= Beginning of Section =

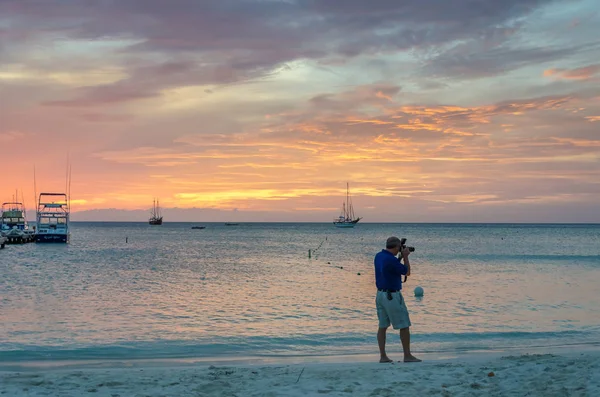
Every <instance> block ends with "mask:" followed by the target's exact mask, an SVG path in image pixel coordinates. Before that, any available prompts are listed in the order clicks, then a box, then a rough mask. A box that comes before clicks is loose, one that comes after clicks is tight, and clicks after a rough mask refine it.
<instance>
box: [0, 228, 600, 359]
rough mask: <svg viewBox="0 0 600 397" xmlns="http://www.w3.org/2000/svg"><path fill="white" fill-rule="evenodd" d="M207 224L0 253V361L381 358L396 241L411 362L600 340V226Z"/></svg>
mask: <svg viewBox="0 0 600 397" xmlns="http://www.w3.org/2000/svg"><path fill="white" fill-rule="evenodd" d="M205 225H206V226H207V228H206V229H203V230H192V229H190V227H191V226H192V224H185V223H172V224H171V223H166V224H164V225H163V226H149V225H146V224H142V223H73V225H72V233H73V234H72V242H71V244H69V245H43V244H37V245H36V244H27V245H22V246H8V247H7V248H6V249H4V250H2V251H0V271H1V272H2V278H1V279H0V317H1V319H2V321H1V327H0V362H12V361H23V360H38V359H44V360H63V359H64V360H67V359H68V360H73V359H120V358H145V359H154V358H189V357H224V356H233V355H237V356H245V357H251V356H265V355H267V356H269V355H274V356H290V355H311V354H318V355H335V354H361V353H373V354H376V352H377V346H376V339H375V332H376V329H377V319H376V312H375V308H374V296H375V294H374V291H375V287H374V276H373V256H374V254H375V253H377V252H378V251H380V250H381V249H382V248H383V243H384V242H385V239H386V238H387V237H388V236H390V235H397V236H401V237H402V236H404V237H408V239H409V241H408V242H409V245H414V246H415V247H416V248H417V250H416V252H415V253H414V254H412V255H411V264H412V268H413V275H412V276H411V277H410V278H409V280H408V283H407V284H406V285H405V287H404V288H405V290H404V291H405V292H404V294H405V298H406V301H407V305H408V307H409V311H410V313H411V320H412V322H413V327H412V328H411V331H412V334H413V338H412V344H413V349H414V351H415V352H456V351H470V350H478V351H481V350H484V351H485V350H507V349H520V348H526V347H532V346H564V345H569V344H583V345H585V344H589V345H590V346H591V345H597V344H598V343H600V309H599V307H598V304H597V302H598V297H599V296H600V283H599V282H598V280H600V225H506V224H503V225H467V224H359V225H357V227H356V228H354V229H347V230H344V229H336V228H335V227H333V225H331V224H306V223H304V224H302V223H300V224H290V223H288V224H264V223H263V224H258V223H256V224H240V225H239V226H225V225H223V224H210V223H208V224H205ZM126 238H127V239H128V242H127V243H126ZM309 249H311V250H312V251H313V252H312V257H311V258H310V259H309V258H308V250H309ZM359 273H360V275H359ZM417 285H420V286H422V287H423V288H424V290H425V295H424V297H423V298H417V297H415V296H413V293H412V290H413V289H414V287H415V286H417ZM389 343H390V345H391V346H392V347H391V348H390V349H391V350H392V351H394V350H400V347H399V343H398V341H397V337H394V338H391V337H390V338H389Z"/></svg>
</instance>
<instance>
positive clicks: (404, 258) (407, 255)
mask: <svg viewBox="0 0 600 397" xmlns="http://www.w3.org/2000/svg"><path fill="white" fill-rule="evenodd" d="M408 255H410V251H409V249H408V248H405V249H403V250H402V261H403V262H404V266H405V267H406V268H407V271H406V273H404V274H406V275H407V276H410V261H409V260H408Z"/></svg>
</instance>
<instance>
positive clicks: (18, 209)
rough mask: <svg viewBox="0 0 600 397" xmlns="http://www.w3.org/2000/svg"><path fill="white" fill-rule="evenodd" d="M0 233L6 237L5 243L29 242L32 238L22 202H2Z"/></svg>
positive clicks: (31, 235)
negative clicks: (5, 240)
mask: <svg viewBox="0 0 600 397" xmlns="http://www.w3.org/2000/svg"><path fill="white" fill-rule="evenodd" d="M0 234H1V235H3V236H4V237H6V241H5V243H6V244H22V243H30V242H32V241H33V240H34V237H33V230H31V229H29V225H28V223H27V214H26V212H25V206H24V205H23V203H19V202H16V201H15V202H10V203H3V204H2V215H0Z"/></svg>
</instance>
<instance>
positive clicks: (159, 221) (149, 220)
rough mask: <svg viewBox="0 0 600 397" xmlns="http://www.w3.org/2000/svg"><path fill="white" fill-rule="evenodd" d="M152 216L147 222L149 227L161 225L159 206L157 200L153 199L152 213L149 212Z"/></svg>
mask: <svg viewBox="0 0 600 397" xmlns="http://www.w3.org/2000/svg"><path fill="white" fill-rule="evenodd" d="M150 214H151V215H152V216H151V217H150V219H149V220H148V223H149V224H150V225H162V215H161V213H160V206H159V205H158V200H157V199H155V200H154V203H153V204H152V211H151V212H150Z"/></svg>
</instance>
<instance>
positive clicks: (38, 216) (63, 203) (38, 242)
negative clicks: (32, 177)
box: [35, 193, 71, 243]
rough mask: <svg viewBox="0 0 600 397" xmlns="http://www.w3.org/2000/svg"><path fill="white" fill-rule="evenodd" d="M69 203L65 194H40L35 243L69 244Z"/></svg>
mask: <svg viewBox="0 0 600 397" xmlns="http://www.w3.org/2000/svg"><path fill="white" fill-rule="evenodd" d="M69 203H70V201H69V198H68V196H67V194H65V193H40V196H39V199H38V207H37V215H36V221H37V231H36V233H35V242H36V243H68V242H69V238H70V235H71V232H70V230H69V222H70V220H69V217H70V205H69Z"/></svg>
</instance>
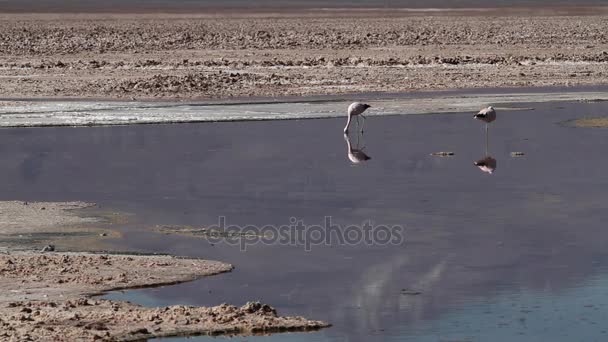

= End of Section =

### The problem
Transcribe the data completely. No pictures should appear in the transcription.

### Response to this task
Every <instance> block ends with "mask:" followed by the target's exact mask, an SVG path in image pixel coordinates. Before that, any available prompts are listed in the order clicks, then a box, then a rough mask. A box that comes before clicks is loose, one that comes after clicks is tight, and clicks after a rough mask refine it.
<instance>
box: [0, 228, 600, 359]
rough mask: <svg viewBox="0 0 600 397" xmlns="http://www.w3.org/2000/svg"><path fill="white" fill-rule="evenodd" d="M207 224L0 253V361L381 358L396 241L411 362L600 340V226Z"/></svg>
mask: <svg viewBox="0 0 600 397" xmlns="http://www.w3.org/2000/svg"><path fill="white" fill-rule="evenodd" d="M205 225H206V226H207V228H206V229H203V230H192V229H190V227H191V226H192V224H185V223H172V224H171V223H166V224H164V225H163V226H149V225H146V224H142V223H73V225H72V233H73V234H72V242H71V244H69V245H43V244H37V245H36V244H27V245H22V246H8V247H7V248H6V249H4V250H2V251H0V271H1V272H2V278H1V279H0V317H1V319H2V321H1V327H0V362H12V361H23V360H38V359H44V360H63V359H64V360H67V359H68V360H73V359H120V358H145V359H154V358H189V357H224V356H233V355H237V356H245V357H251V356H265V355H267V356H269V355H274V356H290V355H311V354H318V355H335V354H361V353H373V354H376V352H377V346H376V339H375V332H376V329H377V319H376V312H375V308H374V296H375V294H374V291H375V287H374V276H373V256H374V254H375V253H377V252H378V251H380V250H381V249H382V248H383V243H384V242H385V239H386V238H387V237H388V236H390V235H397V236H401V237H402V236H404V237H408V239H409V241H408V242H409V245H414V246H415V247H416V248H417V250H416V252H415V253H414V254H412V255H411V264H412V268H413V275H412V276H411V277H410V278H409V280H408V283H407V284H406V285H405V287H404V288H405V290H404V291H405V292H404V294H405V298H406V301H407V305H408V307H409V311H410V313H411V320H412V322H413V327H412V328H411V331H412V334H413V338H412V344H413V349H414V351H415V352H456V351H470V350H478V351H481V350H484V351H485V350H507V349H520V348H526V347H532V346H564V345H569V344H583V345H585V344H589V345H590V346H591V345H597V344H598V343H600V309H599V307H598V304H597V302H598V297H599V296H600V283H599V282H598V280H600V225H506V224H503V225H467V224H359V225H357V227H356V228H354V229H347V230H344V229H336V228H335V227H333V225H331V224H306V223H304V224H302V223H300V224H290V223H288V224H264V223H263V224H258V223H256V224H240V225H239V226H225V225H223V224H210V223H208V224H205ZM126 238H127V239H128V242H127V243H126ZM309 249H311V250H312V251H313V252H312V257H311V258H310V259H309V258H308V250H309ZM359 273H360V275H359ZM417 285H420V286H422V287H423V288H424V290H425V295H424V297H423V298H417V297H415V296H413V293H412V290H413V289H414V287H415V286H417ZM389 343H390V345H391V346H392V347H391V348H390V349H391V350H392V351H394V350H400V347H399V343H398V341H397V337H394V338H391V337H390V338H389Z"/></svg>
</instance>
<instance>
positive clicks: (404, 258) (407, 255)
mask: <svg viewBox="0 0 600 397" xmlns="http://www.w3.org/2000/svg"><path fill="white" fill-rule="evenodd" d="M408 255H410V251H409V249H408V248H405V249H403V250H402V261H403V262H404V266H405V267H406V268H407V271H406V273H404V274H406V275H407V276H410V261H409V260H408Z"/></svg>
</instance>
<instance>
positive clicks: (18, 209)
rough mask: <svg viewBox="0 0 600 397" xmlns="http://www.w3.org/2000/svg"><path fill="white" fill-rule="evenodd" d="M0 233L6 237L5 243L29 242L32 238L22 202H2Z"/></svg>
positive clicks: (31, 235)
negative clicks: (5, 240)
mask: <svg viewBox="0 0 600 397" xmlns="http://www.w3.org/2000/svg"><path fill="white" fill-rule="evenodd" d="M0 234H1V235H3V236H4V237H6V241H5V243H6V244H22V243H30V242H32V241H33V240H34V237H33V230H31V229H29V225H28V223H27V214H26V212H25V206H24V205H23V203H19V202H16V201H15V202H10V203H3V204H2V215H0Z"/></svg>
</instance>
<instance>
positive clicks: (159, 221) (149, 220)
rough mask: <svg viewBox="0 0 600 397" xmlns="http://www.w3.org/2000/svg"><path fill="white" fill-rule="evenodd" d="M152 216L147 222L149 227L161 225L159 206L157 200L153 199L152 213L149 212Z"/></svg>
mask: <svg viewBox="0 0 600 397" xmlns="http://www.w3.org/2000/svg"><path fill="white" fill-rule="evenodd" d="M150 214H151V215H152V216H151V217H150V219H149V220H148V223H149V224H150V225H162V215H161V213H160V206H159V205H158V200H157V199H155V200H154V203H153V204H152V211H151V212H150Z"/></svg>
</instance>
<instance>
positive clicks: (38, 216) (63, 203) (38, 242)
negative clicks: (32, 177)
box: [35, 193, 71, 243]
rough mask: <svg viewBox="0 0 600 397" xmlns="http://www.w3.org/2000/svg"><path fill="white" fill-rule="evenodd" d="M69 203L65 194H40L35 243L69 244Z"/></svg>
mask: <svg viewBox="0 0 600 397" xmlns="http://www.w3.org/2000/svg"><path fill="white" fill-rule="evenodd" d="M69 203H70V201H69V198H68V196H67V194H65V193H40V196H39V199H38V207H37V215H36V221H37V231H36V233H35V242H36V243H68V242H69V238H70V235H71V232H70V230H69V222H70V220H69V217H70V205H69Z"/></svg>
</instance>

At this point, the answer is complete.